Problem to work on -
Beginning at the top of the entries below, retype each line exactly until the line containing "Target: horse's white leg" has been written out; include no pictures and no later lines.

(Region pointing data)
____________

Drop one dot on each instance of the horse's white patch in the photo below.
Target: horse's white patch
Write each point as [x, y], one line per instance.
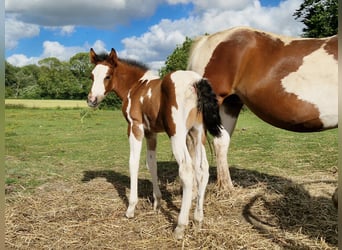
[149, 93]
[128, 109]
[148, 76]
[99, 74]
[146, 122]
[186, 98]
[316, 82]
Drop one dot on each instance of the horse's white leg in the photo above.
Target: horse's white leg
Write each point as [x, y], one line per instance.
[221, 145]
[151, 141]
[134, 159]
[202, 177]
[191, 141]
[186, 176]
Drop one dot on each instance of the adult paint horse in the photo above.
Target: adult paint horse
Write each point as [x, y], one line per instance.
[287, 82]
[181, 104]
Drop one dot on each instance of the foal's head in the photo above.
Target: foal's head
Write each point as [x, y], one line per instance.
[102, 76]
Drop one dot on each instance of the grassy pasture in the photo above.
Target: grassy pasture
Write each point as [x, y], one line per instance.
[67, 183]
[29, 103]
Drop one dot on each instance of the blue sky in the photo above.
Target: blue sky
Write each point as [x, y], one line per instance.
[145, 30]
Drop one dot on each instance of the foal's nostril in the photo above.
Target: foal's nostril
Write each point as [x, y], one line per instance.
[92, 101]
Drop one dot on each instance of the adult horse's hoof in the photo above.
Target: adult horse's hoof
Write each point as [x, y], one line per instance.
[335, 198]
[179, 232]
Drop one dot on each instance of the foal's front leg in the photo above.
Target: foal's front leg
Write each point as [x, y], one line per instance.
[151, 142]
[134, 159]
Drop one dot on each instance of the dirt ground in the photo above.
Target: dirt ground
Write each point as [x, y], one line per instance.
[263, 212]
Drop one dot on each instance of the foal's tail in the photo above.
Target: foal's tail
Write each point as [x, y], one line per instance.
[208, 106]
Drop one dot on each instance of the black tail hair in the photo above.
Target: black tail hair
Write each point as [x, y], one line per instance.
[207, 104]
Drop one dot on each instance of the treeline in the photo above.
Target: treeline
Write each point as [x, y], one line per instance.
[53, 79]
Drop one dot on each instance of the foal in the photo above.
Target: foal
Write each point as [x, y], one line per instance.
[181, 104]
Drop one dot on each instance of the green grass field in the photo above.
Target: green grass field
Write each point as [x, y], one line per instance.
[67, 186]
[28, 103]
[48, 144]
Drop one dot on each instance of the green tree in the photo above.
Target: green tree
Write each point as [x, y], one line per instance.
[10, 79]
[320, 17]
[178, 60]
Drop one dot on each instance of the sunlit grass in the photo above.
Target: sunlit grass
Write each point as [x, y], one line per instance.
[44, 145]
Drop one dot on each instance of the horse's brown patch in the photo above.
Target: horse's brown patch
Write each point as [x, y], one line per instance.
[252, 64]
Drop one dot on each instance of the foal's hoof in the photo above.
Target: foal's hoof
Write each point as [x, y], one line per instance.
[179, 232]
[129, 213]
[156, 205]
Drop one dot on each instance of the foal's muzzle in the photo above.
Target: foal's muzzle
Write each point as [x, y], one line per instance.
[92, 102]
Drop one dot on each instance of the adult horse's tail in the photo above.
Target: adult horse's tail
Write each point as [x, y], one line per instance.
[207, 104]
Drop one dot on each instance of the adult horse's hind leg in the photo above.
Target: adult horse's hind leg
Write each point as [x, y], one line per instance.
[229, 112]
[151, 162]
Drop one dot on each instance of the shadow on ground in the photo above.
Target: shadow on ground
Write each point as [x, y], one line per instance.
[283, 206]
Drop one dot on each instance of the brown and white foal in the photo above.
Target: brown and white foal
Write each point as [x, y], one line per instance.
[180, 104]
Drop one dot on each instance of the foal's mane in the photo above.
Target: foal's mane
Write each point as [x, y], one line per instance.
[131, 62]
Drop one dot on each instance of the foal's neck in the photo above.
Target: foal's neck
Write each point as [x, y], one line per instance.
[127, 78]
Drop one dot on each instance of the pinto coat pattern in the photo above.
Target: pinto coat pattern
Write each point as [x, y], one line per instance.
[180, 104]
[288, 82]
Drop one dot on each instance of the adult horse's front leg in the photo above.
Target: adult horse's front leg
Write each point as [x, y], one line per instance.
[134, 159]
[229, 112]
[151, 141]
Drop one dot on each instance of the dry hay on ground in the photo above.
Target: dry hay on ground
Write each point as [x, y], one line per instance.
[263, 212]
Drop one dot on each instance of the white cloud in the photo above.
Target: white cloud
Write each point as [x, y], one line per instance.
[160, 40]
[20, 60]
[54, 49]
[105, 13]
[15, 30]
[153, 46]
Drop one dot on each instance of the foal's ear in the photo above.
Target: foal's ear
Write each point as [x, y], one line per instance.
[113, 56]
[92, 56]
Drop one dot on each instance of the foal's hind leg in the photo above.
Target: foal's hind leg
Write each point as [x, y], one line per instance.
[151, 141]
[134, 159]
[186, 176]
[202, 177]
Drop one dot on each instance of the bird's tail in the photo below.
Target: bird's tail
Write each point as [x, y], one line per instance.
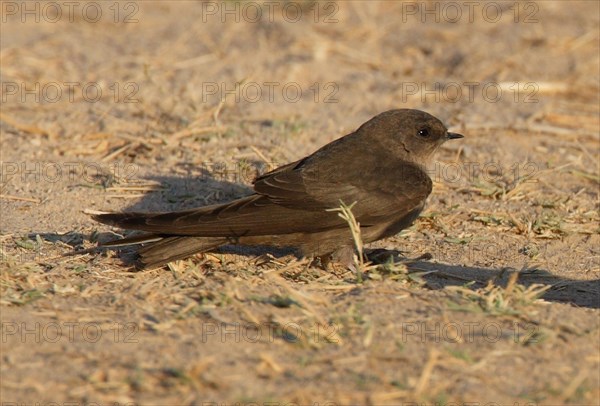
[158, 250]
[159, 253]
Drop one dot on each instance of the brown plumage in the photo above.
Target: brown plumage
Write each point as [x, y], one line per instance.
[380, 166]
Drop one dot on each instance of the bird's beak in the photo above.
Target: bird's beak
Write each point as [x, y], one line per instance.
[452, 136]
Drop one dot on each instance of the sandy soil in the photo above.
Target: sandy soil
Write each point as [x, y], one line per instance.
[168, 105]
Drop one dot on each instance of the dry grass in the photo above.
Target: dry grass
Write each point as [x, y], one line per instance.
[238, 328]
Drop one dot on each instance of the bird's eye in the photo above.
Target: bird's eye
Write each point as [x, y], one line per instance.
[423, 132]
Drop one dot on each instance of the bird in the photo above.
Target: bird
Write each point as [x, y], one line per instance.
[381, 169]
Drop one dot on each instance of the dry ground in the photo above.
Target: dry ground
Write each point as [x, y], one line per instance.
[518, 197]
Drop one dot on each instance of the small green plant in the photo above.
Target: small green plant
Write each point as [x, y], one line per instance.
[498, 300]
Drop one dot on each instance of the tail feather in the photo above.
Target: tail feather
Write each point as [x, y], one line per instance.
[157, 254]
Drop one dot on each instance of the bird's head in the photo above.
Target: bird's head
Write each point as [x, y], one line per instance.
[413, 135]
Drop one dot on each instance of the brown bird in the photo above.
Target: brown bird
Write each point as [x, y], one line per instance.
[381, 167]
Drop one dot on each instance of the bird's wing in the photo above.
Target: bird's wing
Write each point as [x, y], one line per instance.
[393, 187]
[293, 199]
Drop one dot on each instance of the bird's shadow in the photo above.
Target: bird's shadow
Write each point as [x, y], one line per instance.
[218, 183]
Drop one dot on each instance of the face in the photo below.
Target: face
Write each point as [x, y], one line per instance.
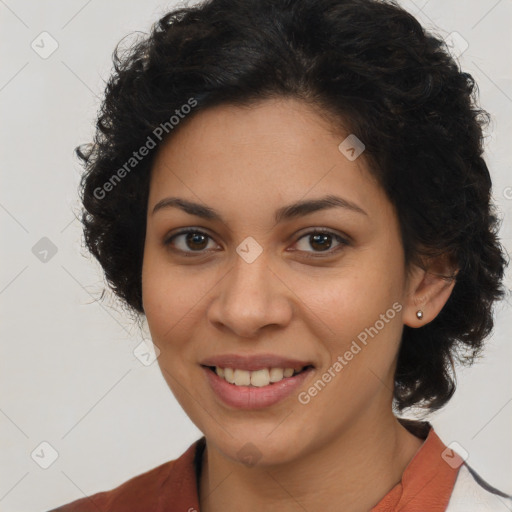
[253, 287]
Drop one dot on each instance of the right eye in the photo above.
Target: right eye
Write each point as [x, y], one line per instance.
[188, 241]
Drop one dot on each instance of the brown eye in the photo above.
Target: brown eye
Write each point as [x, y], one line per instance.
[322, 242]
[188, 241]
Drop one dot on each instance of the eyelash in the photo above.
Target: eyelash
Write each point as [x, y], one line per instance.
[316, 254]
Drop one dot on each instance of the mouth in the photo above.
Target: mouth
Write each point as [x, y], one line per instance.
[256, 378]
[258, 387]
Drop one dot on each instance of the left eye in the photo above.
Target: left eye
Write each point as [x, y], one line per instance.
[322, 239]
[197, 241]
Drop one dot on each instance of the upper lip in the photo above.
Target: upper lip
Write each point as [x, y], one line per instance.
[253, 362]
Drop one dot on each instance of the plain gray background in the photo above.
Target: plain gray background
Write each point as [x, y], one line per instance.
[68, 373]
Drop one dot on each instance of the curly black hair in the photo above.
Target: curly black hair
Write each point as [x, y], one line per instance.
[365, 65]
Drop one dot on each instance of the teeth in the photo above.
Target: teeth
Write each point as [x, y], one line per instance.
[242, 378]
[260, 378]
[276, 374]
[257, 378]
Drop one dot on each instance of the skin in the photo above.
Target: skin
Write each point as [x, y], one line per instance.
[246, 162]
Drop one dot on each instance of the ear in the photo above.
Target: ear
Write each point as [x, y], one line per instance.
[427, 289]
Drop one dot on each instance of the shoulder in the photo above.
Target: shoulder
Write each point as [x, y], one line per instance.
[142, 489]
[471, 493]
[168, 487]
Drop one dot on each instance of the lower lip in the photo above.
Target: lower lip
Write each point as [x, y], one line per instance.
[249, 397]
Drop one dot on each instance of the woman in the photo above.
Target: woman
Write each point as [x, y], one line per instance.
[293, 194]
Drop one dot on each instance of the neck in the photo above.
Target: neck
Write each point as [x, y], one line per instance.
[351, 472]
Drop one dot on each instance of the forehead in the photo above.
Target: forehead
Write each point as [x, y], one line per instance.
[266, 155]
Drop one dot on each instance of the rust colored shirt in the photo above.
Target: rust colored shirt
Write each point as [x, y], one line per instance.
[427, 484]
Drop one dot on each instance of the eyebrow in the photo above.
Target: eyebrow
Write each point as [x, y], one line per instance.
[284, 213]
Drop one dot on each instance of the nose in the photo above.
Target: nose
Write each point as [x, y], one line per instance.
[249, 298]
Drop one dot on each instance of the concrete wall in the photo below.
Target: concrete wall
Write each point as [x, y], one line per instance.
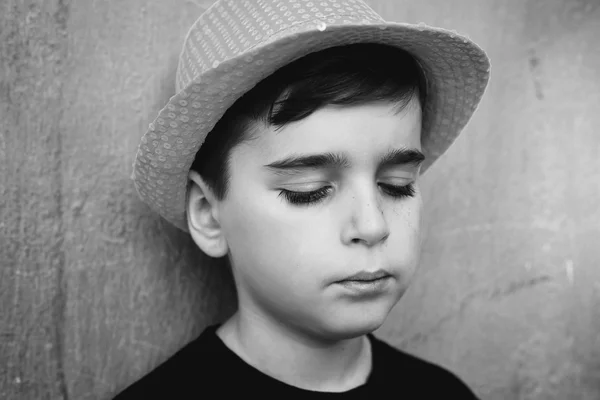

____________

Output of the exercise -
Drop one dot on each instance of the horse's white patch in the photo below.
Target: horse's white patch
Write each point as [x, y], one line per instance.
[149, 93]
[128, 109]
[148, 76]
[99, 74]
[146, 122]
[186, 98]
[316, 82]
Drop one dot on each instance of the horse's white leg in the photo above.
Target: horse's white leg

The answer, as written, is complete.